**What the task requires:** Retype the lines of text from each of the records word for word, leaving out the pictures.

══ Records provided

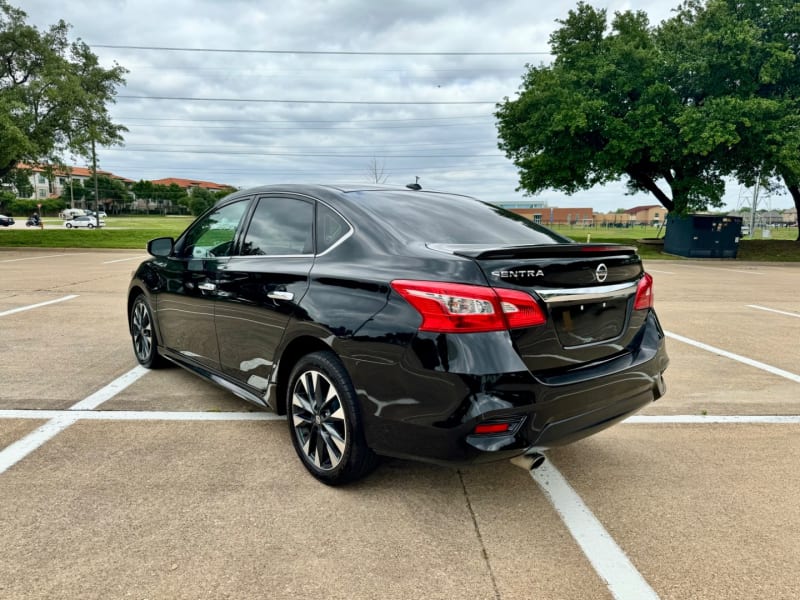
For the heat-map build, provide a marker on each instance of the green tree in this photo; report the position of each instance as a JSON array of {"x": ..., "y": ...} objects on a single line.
[
  {"x": 743, "y": 55},
  {"x": 54, "y": 95},
  {"x": 605, "y": 110}
]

════

**Final result:**
For the heat-map build, provide a marker on each instance of the green tree in this photo; report the position of each instance as a JSON array of {"x": ..., "y": ...} objects on a single line.
[
  {"x": 743, "y": 55},
  {"x": 54, "y": 95},
  {"x": 605, "y": 110}
]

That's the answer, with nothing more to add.